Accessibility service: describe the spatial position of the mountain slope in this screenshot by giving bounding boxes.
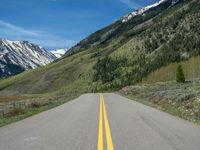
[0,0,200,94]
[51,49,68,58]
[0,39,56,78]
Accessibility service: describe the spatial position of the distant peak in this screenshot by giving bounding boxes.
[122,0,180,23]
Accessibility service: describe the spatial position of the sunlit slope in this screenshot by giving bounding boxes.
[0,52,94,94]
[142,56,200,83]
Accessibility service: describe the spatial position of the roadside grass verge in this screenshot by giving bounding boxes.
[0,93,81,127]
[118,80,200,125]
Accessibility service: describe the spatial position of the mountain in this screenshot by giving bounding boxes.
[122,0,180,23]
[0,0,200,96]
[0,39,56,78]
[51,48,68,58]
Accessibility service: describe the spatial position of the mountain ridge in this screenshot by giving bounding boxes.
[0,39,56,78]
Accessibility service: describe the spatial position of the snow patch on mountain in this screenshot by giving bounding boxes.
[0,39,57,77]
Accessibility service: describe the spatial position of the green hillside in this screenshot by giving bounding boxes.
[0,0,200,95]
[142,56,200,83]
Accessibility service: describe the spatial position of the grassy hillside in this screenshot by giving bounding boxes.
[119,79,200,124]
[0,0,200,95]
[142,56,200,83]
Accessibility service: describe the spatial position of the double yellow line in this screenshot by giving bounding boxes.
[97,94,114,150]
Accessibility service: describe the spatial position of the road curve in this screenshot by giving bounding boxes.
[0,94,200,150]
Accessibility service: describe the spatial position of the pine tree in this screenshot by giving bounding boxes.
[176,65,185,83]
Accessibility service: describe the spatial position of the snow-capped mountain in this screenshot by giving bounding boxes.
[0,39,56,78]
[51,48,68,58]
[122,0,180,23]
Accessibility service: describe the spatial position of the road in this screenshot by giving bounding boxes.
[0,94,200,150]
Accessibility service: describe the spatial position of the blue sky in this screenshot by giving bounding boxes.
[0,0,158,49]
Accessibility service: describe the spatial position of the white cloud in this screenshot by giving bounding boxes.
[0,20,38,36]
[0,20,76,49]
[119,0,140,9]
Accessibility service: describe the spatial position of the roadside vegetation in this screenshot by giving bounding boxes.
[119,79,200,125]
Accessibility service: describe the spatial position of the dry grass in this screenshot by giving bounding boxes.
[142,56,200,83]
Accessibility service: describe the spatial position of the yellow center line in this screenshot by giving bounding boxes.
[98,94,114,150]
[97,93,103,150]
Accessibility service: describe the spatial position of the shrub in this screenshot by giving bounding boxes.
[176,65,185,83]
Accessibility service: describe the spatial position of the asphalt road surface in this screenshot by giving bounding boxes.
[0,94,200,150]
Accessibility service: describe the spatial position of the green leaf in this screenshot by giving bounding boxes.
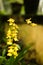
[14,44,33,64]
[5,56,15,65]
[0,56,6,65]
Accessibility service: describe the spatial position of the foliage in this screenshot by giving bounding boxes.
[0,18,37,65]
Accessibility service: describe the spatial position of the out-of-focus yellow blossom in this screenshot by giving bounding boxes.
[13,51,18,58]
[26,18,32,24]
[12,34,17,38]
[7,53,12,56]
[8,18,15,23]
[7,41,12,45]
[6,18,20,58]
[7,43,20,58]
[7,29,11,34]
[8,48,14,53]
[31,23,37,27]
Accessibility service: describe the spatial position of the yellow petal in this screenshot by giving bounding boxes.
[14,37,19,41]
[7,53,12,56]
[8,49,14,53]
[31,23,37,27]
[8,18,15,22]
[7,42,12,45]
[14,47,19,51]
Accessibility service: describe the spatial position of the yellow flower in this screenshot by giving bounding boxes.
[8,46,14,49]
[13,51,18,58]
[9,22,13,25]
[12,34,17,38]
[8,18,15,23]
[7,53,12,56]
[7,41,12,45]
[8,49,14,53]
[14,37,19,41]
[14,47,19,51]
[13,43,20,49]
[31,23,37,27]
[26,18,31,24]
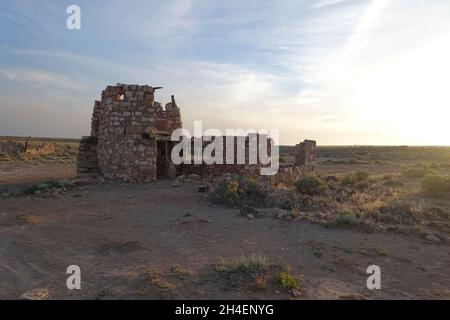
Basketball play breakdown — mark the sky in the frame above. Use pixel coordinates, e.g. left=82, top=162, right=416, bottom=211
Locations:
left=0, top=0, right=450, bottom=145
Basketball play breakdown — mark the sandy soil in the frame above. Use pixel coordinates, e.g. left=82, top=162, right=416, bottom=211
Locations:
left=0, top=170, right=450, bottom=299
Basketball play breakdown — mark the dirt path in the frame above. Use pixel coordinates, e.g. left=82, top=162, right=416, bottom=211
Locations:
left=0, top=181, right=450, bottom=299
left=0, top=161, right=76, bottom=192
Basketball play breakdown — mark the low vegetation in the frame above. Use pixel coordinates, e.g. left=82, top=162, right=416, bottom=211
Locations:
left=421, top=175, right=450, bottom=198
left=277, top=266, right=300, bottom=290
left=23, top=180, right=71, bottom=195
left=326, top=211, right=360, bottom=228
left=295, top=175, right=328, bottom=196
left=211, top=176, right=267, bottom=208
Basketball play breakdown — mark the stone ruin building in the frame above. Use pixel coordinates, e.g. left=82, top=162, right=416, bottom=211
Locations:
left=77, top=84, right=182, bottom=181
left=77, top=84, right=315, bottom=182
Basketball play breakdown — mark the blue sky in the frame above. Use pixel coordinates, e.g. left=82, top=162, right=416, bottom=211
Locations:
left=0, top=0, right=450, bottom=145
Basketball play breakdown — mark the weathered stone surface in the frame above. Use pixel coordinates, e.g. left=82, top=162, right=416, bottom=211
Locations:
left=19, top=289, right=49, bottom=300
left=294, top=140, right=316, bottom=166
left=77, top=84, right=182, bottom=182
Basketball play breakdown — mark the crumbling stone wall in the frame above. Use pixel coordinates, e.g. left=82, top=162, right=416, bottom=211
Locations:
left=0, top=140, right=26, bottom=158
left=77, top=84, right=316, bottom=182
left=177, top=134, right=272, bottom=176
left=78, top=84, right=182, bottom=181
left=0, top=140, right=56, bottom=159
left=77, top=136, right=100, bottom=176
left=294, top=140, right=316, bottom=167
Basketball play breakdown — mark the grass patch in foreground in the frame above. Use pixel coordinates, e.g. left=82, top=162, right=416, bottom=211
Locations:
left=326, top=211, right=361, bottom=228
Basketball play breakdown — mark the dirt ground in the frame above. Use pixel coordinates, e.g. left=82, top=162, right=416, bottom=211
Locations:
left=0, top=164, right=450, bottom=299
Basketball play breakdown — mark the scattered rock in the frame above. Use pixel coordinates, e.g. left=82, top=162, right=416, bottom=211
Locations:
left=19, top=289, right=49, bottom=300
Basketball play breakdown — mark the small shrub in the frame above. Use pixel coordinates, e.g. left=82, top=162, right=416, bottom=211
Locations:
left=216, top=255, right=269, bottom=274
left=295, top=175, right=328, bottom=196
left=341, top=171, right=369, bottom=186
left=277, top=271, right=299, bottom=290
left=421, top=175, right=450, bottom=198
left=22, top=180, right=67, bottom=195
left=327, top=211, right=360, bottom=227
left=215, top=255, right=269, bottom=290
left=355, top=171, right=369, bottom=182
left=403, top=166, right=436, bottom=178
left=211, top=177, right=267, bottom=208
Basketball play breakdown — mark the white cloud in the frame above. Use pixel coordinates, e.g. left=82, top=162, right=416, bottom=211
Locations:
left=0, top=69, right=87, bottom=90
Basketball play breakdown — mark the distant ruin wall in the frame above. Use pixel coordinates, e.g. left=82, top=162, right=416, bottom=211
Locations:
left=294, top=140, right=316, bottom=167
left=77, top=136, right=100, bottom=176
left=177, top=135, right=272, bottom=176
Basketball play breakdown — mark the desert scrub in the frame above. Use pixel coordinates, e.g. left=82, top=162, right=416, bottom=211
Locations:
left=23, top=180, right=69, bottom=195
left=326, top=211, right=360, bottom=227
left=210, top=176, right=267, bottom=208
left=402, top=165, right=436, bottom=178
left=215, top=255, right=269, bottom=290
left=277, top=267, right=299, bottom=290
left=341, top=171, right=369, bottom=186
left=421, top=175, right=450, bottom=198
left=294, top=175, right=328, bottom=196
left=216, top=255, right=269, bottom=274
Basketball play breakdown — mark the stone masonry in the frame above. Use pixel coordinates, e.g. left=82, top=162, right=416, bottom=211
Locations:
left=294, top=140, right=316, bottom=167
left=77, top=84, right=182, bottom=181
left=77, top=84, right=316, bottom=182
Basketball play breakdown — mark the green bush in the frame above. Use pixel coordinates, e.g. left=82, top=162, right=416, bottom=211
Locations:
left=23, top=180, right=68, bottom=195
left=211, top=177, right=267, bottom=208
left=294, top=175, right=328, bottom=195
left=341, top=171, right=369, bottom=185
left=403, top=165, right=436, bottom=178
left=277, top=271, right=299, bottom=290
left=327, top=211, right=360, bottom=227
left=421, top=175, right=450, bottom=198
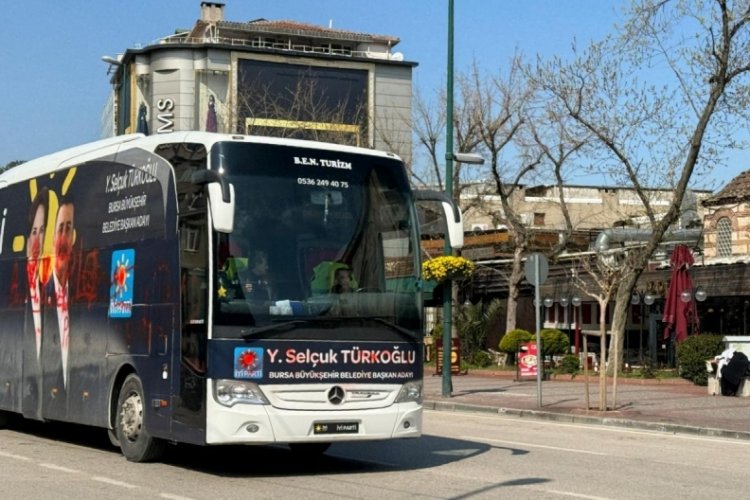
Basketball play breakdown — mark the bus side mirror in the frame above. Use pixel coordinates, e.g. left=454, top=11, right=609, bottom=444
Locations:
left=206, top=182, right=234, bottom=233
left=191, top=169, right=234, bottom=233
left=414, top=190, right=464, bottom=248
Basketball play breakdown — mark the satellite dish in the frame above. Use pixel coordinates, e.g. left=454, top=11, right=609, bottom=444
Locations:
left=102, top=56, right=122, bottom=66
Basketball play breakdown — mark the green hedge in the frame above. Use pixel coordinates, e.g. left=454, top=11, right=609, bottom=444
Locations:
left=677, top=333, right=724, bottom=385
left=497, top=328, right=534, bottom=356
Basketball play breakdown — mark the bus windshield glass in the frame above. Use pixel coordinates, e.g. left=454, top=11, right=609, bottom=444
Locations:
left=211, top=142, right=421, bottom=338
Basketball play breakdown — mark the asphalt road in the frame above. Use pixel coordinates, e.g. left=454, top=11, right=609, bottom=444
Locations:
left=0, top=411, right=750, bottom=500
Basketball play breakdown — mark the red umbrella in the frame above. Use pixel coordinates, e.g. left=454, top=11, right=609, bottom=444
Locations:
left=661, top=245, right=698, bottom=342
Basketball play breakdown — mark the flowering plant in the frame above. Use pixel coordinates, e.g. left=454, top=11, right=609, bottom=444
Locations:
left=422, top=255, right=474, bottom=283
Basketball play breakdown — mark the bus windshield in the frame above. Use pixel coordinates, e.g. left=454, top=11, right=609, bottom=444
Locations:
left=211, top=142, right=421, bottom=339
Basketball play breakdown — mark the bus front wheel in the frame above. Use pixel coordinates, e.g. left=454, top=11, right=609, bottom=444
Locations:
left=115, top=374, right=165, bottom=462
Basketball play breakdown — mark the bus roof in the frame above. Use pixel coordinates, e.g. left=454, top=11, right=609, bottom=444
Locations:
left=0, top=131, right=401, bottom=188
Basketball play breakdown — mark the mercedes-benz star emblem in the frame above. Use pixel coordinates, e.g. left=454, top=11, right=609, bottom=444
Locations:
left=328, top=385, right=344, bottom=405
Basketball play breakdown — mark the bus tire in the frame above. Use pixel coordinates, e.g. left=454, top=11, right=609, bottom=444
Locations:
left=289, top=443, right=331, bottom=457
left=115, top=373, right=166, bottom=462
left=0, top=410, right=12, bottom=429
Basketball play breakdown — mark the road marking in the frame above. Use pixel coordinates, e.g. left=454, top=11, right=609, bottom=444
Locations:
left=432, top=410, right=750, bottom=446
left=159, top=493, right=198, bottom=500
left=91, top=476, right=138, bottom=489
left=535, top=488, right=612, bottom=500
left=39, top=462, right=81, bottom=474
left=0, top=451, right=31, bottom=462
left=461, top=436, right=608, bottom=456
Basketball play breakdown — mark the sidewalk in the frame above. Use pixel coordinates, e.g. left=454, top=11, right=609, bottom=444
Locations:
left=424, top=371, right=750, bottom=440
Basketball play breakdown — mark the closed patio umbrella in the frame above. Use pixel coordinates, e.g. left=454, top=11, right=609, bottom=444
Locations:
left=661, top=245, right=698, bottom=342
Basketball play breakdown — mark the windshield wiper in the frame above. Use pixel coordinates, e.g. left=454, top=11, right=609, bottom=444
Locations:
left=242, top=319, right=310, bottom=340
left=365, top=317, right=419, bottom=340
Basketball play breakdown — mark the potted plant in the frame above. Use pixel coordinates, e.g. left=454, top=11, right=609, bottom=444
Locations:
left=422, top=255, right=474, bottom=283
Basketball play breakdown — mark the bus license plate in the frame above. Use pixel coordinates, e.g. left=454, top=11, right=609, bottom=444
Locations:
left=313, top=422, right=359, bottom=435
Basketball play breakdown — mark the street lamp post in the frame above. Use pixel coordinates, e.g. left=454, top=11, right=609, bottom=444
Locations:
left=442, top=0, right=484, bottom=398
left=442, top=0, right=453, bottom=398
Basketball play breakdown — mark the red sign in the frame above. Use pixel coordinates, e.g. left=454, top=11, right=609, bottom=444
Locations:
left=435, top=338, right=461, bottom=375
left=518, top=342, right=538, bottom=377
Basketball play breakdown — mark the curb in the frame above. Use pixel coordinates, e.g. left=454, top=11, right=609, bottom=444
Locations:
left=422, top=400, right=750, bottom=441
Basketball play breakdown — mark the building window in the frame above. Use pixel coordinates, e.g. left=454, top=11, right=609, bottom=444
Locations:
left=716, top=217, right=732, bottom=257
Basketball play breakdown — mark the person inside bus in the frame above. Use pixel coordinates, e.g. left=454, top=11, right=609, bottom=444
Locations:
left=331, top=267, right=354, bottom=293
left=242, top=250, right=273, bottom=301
- - -
| Directive |
Reproduce these lines word for word, starting with the line that contains "Basketball play breakdown — mark the street" and ending after the line that contains "left=442, top=0, right=453, bottom=398".

| Output of the exercise |
Basketball play breakdown — mark the street lamp post in the frame above. Use pixel coordinates, e.g. left=454, top=11, right=609, bottom=444
Locations:
left=442, top=0, right=484, bottom=398
left=442, top=0, right=453, bottom=398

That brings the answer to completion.